» **Exercise materials**:
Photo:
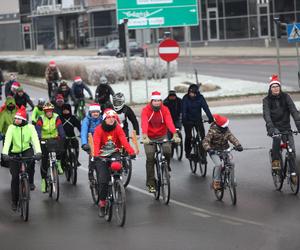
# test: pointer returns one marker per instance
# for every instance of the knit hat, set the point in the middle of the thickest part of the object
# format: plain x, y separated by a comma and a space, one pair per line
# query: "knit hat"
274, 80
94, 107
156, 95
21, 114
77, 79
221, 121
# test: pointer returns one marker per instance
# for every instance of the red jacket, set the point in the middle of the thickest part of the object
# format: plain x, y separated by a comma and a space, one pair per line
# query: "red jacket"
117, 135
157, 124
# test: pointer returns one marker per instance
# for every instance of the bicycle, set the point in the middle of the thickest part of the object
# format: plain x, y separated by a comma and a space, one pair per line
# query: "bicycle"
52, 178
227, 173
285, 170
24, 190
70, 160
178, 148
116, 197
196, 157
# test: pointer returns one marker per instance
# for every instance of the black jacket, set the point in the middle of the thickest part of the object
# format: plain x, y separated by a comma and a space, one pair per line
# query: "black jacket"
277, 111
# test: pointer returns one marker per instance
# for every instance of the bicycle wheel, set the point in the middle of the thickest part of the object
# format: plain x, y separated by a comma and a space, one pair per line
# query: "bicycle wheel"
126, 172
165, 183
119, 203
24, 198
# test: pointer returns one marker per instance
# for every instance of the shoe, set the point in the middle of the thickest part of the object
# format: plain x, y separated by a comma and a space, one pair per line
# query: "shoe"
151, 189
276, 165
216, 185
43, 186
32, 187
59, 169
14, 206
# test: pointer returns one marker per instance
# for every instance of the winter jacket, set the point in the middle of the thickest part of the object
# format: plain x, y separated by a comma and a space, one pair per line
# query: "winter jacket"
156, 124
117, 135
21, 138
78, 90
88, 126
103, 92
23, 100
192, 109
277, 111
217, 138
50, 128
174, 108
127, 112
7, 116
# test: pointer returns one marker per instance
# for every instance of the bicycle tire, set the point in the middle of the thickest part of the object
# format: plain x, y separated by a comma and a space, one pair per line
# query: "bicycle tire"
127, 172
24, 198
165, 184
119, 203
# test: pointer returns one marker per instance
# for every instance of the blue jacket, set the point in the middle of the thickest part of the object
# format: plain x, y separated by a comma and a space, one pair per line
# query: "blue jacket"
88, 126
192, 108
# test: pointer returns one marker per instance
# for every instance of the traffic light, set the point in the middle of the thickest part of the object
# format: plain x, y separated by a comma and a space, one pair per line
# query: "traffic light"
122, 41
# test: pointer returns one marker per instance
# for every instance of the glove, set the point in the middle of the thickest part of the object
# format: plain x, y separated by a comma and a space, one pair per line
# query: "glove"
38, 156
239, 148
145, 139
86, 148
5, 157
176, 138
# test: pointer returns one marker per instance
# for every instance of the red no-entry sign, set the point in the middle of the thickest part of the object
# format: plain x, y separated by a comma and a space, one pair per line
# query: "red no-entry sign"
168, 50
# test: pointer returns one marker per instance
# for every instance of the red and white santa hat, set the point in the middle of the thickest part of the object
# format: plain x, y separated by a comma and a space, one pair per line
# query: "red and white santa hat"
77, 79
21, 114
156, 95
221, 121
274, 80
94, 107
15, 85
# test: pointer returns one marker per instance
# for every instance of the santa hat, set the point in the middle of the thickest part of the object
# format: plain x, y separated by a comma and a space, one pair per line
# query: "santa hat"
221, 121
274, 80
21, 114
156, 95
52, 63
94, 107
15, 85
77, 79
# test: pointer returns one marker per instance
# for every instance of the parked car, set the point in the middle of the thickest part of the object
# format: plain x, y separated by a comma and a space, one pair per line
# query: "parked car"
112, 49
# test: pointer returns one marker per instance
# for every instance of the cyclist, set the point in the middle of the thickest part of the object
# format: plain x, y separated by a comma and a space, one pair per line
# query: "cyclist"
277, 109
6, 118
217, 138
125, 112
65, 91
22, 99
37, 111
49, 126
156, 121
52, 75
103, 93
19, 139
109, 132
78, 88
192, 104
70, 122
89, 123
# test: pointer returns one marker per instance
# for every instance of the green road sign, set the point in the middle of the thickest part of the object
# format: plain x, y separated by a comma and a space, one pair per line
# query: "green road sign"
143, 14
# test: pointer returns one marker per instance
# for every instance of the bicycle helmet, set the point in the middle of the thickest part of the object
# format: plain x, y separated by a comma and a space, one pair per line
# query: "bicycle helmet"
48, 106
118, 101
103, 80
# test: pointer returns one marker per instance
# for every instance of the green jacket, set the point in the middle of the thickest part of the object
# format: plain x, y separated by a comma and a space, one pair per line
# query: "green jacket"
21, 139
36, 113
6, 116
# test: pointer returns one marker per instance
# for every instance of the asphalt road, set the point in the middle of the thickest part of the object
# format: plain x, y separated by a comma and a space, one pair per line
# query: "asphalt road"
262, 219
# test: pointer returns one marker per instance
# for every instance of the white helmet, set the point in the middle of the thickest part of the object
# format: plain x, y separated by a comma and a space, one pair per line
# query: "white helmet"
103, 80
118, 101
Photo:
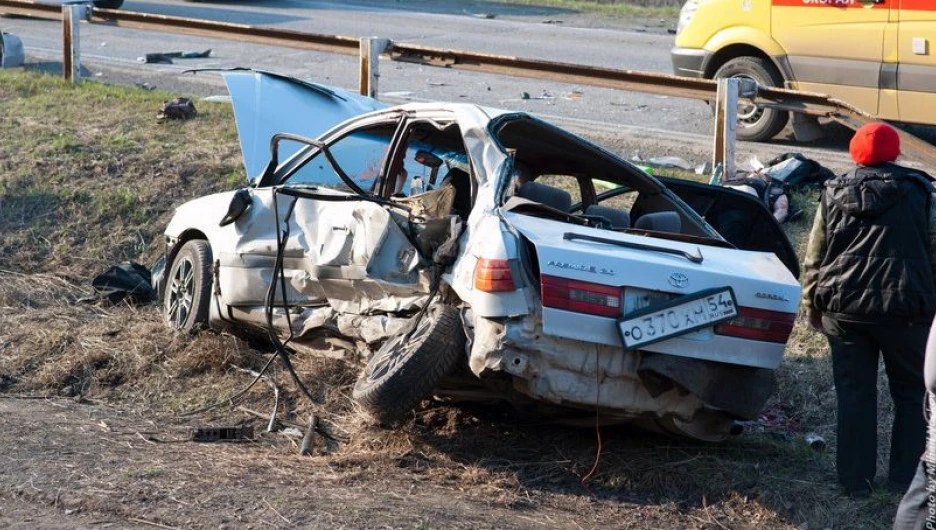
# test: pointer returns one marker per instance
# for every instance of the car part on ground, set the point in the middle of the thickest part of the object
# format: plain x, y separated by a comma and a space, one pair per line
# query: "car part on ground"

» **Task goal**: Count the lines in the listing above that contain the string "sign", where uppercase and lowercase letters count as different. Give only the number.

» **In response**: 4